Text ::
Next door hermit
May 4, 2005 1:41 AM   Subscribe

I have the pleasure of living next door to a hermit.

His garden is a jungle and only gets cleared once a decade before it consumes his house. It has recently been cleared by a local kid and has already started to grow anew. What are the ethics of pouring weed killer on his side of the boundary with my garden and any more permanent solutions (soil sterilisation) other than petrol?
posted by desert_roamer to Human Relations (25 answers total)
 
The ethics are, it's wrong. His land, you don't touch it. However...every neighborhood has that one asshole who doesn't take care of the lawn...call the cops on him. Even if there isn't any law against a bad lawn, he will take notice that people don't like what he is doing.
posted by furiousxgeorge at 1:51 AM on May 4, 2005


Some neighborhoods have zoning laws that require basic care and maintenance of the outside appearance of properties. Before you call the police, check with your town administrators for more information.
posted by AlexReynolds at 1:56 AM on May 4, 2005


Have you considered asking him if he minds if you do that? I mean, maybe he's just lazy. It's possible that he won't mind if you do the work.

Extracted data ::
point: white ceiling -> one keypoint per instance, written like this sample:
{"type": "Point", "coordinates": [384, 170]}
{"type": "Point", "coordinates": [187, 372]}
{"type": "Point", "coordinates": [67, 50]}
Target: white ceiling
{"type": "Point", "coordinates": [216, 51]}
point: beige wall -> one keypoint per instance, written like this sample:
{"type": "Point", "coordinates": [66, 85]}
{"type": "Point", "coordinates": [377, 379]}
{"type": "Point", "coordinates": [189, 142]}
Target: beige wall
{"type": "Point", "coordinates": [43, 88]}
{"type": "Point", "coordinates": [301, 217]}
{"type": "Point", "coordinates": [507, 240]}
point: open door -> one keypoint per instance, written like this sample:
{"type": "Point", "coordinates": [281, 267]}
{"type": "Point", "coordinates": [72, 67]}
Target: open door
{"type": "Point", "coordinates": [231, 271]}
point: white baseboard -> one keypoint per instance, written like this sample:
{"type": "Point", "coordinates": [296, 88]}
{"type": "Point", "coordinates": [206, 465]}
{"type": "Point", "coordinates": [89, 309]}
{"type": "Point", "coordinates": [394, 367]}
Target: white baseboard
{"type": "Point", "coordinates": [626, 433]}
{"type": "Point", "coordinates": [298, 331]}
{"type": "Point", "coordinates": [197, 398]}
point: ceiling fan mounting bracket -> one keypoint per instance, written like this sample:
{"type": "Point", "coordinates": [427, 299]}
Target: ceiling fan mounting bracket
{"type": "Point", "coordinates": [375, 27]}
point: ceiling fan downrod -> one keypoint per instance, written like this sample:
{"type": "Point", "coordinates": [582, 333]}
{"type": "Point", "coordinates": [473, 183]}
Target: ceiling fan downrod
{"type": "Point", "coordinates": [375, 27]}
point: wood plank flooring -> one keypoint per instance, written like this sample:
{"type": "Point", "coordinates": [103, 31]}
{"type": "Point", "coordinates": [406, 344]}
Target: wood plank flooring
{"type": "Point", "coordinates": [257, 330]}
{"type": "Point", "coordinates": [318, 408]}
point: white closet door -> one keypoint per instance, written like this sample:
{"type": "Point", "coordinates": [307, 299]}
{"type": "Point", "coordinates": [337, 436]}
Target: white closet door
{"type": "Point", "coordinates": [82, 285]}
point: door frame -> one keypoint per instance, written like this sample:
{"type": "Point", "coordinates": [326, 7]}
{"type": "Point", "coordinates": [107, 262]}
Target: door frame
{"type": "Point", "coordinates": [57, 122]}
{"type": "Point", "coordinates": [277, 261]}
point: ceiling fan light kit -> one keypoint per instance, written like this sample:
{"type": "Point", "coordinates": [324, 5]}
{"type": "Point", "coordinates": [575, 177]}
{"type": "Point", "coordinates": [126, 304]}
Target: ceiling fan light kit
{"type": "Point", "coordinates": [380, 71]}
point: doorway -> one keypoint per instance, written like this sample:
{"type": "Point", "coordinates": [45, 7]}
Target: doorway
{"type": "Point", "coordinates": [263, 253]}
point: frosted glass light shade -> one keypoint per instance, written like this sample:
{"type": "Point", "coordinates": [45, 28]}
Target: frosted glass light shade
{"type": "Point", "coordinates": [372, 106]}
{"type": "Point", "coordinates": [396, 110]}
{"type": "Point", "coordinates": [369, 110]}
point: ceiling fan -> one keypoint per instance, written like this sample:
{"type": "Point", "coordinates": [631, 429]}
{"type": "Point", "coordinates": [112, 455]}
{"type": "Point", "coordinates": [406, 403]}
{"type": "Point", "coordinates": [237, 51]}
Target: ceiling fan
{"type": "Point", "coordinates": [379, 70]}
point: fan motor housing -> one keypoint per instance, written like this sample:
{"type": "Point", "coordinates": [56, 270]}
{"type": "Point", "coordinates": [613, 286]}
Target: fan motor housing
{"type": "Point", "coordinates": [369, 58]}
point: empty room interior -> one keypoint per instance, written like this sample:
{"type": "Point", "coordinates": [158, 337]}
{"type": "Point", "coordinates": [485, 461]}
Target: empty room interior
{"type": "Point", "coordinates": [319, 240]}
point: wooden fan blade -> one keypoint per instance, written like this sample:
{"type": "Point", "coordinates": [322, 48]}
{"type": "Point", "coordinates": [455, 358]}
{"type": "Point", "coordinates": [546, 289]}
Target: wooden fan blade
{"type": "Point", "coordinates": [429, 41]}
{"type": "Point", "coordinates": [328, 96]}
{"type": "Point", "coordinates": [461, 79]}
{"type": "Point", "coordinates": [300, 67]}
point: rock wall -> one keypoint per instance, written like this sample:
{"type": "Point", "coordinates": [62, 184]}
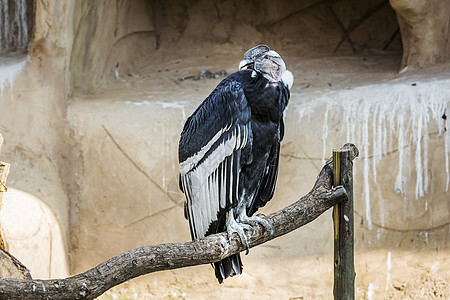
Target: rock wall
{"type": "Point", "coordinates": [93, 115]}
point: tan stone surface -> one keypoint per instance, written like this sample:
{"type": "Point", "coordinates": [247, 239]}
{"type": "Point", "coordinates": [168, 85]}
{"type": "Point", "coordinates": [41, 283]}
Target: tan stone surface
{"type": "Point", "coordinates": [94, 117]}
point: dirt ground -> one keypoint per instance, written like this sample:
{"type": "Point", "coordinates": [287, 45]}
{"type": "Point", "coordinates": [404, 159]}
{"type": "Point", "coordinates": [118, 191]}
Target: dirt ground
{"type": "Point", "coordinates": [380, 273]}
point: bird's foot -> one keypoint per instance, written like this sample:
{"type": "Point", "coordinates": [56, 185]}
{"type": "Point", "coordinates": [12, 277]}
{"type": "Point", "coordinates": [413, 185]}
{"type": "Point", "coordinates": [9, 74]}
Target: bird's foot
{"type": "Point", "coordinates": [255, 221]}
{"type": "Point", "coordinates": [233, 226]}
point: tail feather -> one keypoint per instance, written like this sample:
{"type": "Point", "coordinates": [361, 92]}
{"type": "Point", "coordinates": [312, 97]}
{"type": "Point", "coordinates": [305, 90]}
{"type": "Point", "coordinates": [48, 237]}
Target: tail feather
{"type": "Point", "coordinates": [228, 267]}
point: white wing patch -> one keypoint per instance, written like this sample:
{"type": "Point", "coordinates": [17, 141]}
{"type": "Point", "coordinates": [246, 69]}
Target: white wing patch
{"type": "Point", "coordinates": [206, 175]}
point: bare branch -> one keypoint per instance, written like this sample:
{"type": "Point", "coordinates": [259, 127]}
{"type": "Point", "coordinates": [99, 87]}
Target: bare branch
{"type": "Point", "coordinates": [148, 259]}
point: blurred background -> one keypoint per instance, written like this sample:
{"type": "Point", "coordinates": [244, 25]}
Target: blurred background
{"type": "Point", "coordinates": [94, 94]}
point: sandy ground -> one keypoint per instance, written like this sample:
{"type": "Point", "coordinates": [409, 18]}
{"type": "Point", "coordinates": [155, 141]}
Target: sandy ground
{"type": "Point", "coordinates": [381, 273]}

To-do list ::
a – According to the hermit post, who recently cleared the hermit's garden?
b – Put this sentence from the hermit post into Spanish: "I have the pleasure of living next door to a hermit."
The records have nothing to do with what you're asked to do here.

Answers to each task ::
a – A local kid.

b – Tengo el placer de vivir al lado de un ermitaño.